> [Data to process]:

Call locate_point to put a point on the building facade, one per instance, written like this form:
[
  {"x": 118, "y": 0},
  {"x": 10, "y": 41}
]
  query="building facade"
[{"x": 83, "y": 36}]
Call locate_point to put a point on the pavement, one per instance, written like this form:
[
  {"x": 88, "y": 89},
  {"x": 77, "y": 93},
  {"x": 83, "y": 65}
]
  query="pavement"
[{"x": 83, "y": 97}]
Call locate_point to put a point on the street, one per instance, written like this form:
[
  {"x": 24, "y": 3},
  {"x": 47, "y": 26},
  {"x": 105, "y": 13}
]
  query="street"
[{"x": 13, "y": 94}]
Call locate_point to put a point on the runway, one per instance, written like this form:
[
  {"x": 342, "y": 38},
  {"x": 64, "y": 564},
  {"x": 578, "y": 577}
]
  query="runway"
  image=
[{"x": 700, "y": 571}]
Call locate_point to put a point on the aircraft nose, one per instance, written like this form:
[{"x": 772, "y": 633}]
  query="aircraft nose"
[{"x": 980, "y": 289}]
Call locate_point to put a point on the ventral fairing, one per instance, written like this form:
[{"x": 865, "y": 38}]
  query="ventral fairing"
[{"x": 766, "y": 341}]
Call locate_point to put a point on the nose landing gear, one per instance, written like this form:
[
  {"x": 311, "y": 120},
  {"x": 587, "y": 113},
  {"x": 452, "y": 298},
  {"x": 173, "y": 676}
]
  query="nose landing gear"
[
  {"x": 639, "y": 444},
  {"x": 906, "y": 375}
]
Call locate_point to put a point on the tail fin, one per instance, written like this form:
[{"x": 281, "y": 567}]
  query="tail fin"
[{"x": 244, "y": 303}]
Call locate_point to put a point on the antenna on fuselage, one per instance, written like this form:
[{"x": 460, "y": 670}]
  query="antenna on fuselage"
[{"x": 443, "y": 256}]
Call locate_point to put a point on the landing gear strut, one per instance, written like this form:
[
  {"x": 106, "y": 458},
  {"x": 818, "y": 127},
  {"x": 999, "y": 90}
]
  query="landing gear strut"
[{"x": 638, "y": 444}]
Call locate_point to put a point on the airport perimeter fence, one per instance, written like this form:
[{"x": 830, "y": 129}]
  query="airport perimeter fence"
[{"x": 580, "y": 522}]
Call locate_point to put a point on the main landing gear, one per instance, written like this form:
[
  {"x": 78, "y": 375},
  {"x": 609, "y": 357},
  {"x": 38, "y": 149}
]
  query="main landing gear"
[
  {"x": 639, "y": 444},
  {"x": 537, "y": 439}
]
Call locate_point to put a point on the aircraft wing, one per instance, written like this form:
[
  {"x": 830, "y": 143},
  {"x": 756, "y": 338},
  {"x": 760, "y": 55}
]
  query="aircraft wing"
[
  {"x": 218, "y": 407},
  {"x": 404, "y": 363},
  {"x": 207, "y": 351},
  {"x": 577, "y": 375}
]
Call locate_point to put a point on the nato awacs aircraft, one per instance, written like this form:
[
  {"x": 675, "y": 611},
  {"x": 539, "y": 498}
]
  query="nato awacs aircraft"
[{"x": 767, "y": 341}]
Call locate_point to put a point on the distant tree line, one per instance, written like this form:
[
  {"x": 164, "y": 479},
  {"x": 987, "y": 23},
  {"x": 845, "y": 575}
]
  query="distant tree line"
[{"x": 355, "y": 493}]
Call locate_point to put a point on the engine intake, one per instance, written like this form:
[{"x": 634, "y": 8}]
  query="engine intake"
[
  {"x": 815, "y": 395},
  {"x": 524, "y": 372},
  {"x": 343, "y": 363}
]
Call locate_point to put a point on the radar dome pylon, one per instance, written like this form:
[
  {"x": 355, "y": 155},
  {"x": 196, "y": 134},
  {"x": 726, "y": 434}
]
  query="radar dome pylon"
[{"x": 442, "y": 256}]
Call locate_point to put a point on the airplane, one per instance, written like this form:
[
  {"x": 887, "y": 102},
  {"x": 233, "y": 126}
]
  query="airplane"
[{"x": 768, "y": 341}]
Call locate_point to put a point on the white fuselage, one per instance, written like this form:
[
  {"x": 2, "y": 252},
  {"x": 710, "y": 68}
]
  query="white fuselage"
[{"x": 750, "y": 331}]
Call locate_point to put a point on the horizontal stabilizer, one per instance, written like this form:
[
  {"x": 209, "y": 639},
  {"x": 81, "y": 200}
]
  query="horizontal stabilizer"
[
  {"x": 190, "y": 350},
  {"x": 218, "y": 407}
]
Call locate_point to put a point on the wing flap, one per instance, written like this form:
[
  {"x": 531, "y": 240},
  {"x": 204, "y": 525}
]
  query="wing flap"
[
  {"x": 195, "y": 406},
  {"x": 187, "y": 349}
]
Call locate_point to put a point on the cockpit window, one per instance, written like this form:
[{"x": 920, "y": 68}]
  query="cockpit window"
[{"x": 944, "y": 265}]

> [Problem]:
An exact copy of the entire material is required.

> [Response to the task]:
Call locate_point to put a point on the building facade, one per instance, written like this form:
[
  {"x": 118, "y": 0},
  {"x": 10, "y": 41}
]
  query="building facade"
[{"x": 83, "y": 36}]
Call locate_point to put a point on the pavement, one per instance, written like this form:
[
  {"x": 88, "y": 89},
  {"x": 77, "y": 93},
  {"x": 83, "y": 65}
]
  query="pavement"
[{"x": 83, "y": 97}]
Call locate_point to put a point on the street, one per instance, written like this form:
[
  {"x": 24, "y": 3},
  {"x": 47, "y": 26},
  {"x": 105, "y": 13}
]
  query="street"
[{"x": 13, "y": 94}]
Call locate_point to put a point on the runway, one per instance, written like this form:
[
  {"x": 342, "y": 38},
  {"x": 64, "y": 564},
  {"x": 578, "y": 577}
]
  query="runway"
  image=
[{"x": 700, "y": 571}]
Call locate_point to put a point on the aircraft nose, one per instance, written like this form:
[{"x": 772, "y": 633}]
  query="aircraft nose"
[{"x": 980, "y": 289}]
Call locate_point to put a point on the ventral fairing, one per instance, written like this form:
[{"x": 865, "y": 38}]
  query="ventral fairing"
[{"x": 766, "y": 341}]
Call locate_point to put a point on the nose landing gear, one per instance, written like this form:
[
  {"x": 311, "y": 120},
  {"x": 587, "y": 113},
  {"x": 452, "y": 298},
  {"x": 173, "y": 676}
]
  query="nose landing gear"
[
  {"x": 639, "y": 444},
  {"x": 906, "y": 375}
]
Call locate_point to put a point on the tail fin, one per instance, written like this form:
[{"x": 281, "y": 567}]
  query="tail fin"
[{"x": 244, "y": 303}]
Call locate_point to put a point on the antenna on fuselage, one per instance, written like this form:
[{"x": 460, "y": 670}]
  query="antenna on fuselage"
[{"x": 443, "y": 256}]
Call locate_point to put a point on the landing gear strut, one per instance, written like this form:
[
  {"x": 106, "y": 458},
  {"x": 818, "y": 127},
  {"x": 999, "y": 90}
]
  query="landing gear strut"
[{"x": 638, "y": 444}]
Call locate_point to put a point on the airport perimeter fence, one per instance, written like this form:
[{"x": 830, "y": 129}]
  query="airport perimeter fence"
[{"x": 580, "y": 522}]
Call locate_point to put a point on the main landing gear, one per instance, written like this form:
[
  {"x": 78, "y": 375},
  {"x": 609, "y": 357},
  {"x": 38, "y": 149}
]
  query="main landing gear"
[
  {"x": 639, "y": 444},
  {"x": 537, "y": 439}
]
Call locate_point to put a point on the aircraft wing, one per instance, written like this form:
[
  {"x": 830, "y": 143},
  {"x": 756, "y": 338},
  {"x": 760, "y": 55}
]
  query="aircraft wing"
[
  {"x": 218, "y": 407},
  {"x": 404, "y": 363},
  {"x": 207, "y": 351},
  {"x": 577, "y": 375}
]
Call locate_point to put a point on the nato awacs aircraft, one per instance, written like this form:
[
  {"x": 675, "y": 611},
  {"x": 539, "y": 498}
]
  query="nato awacs aircraft"
[{"x": 767, "y": 341}]
Call locate_point to put a point on the distant tree line, one per instance, written like this form:
[
  {"x": 164, "y": 479},
  {"x": 987, "y": 23},
  {"x": 845, "y": 575}
]
  query="distant tree line"
[{"x": 355, "y": 493}]
Call locate_point to put a point on the engine intake, one per instance, written like this form:
[{"x": 634, "y": 8}]
  query="engine intake"
[
  {"x": 815, "y": 395},
  {"x": 524, "y": 372},
  {"x": 343, "y": 363}
]
Call locate_point to put a point on the radar dome pylon, one per instance, written like this form:
[
  {"x": 355, "y": 155},
  {"x": 196, "y": 134},
  {"x": 726, "y": 434}
]
  query="radar dome pylon"
[{"x": 442, "y": 256}]
Call locate_point to put a point on the airplane, one per instance, written like this form:
[
  {"x": 887, "y": 102},
  {"x": 233, "y": 126}
]
  query="airplane"
[{"x": 768, "y": 341}]
Call locate_point to put a point on the white fuselage, one per instance, written like this form:
[
  {"x": 2, "y": 252},
  {"x": 710, "y": 68}
]
  query="white fuselage"
[{"x": 750, "y": 331}]
Call locate_point to put a point on the horizontal stabilizer, one per instance, written like this form:
[
  {"x": 209, "y": 639},
  {"x": 81, "y": 200}
]
  query="horizontal stabilizer"
[
  {"x": 190, "y": 350},
  {"x": 218, "y": 407}
]
Call locate_point to put a point on the wing flap, one per instance, written like this form:
[
  {"x": 531, "y": 240},
  {"x": 204, "y": 525}
]
  query="wing flap"
[
  {"x": 195, "y": 406},
  {"x": 187, "y": 349}
]
Call locate_point to put a point on the cockpit window, one per instance, written like this form:
[{"x": 920, "y": 68}]
  query="cockpit window"
[{"x": 944, "y": 265}]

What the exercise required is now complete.